STORED RECORDS
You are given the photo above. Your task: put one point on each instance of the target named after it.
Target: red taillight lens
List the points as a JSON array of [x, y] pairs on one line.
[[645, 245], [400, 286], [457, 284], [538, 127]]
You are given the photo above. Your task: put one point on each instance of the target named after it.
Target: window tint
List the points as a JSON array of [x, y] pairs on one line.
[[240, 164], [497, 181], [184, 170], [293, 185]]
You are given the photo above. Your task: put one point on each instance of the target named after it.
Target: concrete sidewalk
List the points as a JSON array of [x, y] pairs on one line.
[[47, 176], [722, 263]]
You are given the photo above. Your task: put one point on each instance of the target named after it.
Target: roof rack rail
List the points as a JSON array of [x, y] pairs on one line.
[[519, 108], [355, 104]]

THE REQUEST
Reproduce every line of the records above verbatim, in the same order.

COMPLETE RESPONSE
You are given the photo above. Your task: put one point on each instance of the target named after it.
Target: red taillight lens
List the points as a JSON array of [x, y] pairs on one line.
[[645, 245], [400, 286], [457, 284], [538, 127]]
You are given the photo above. Your task: put one point on each instance of the target named after it.
Target: window tint
List the points as a JSON array of [x, y] pairs on one line.
[[240, 164], [497, 181], [184, 170], [293, 185]]
You are given the photo above. Your task: put one point on each instance of the target named after it.
Target: concrete sidewalk
List the points as a JSON array of [x, y] pairs on one line.
[[47, 176], [722, 263]]
You are given the photo above. Your task: put one point on each instance of the target named after it.
Target: roof rack rail
List the points as a JSON array of [x, y] pairs on one line.
[[519, 108], [355, 104]]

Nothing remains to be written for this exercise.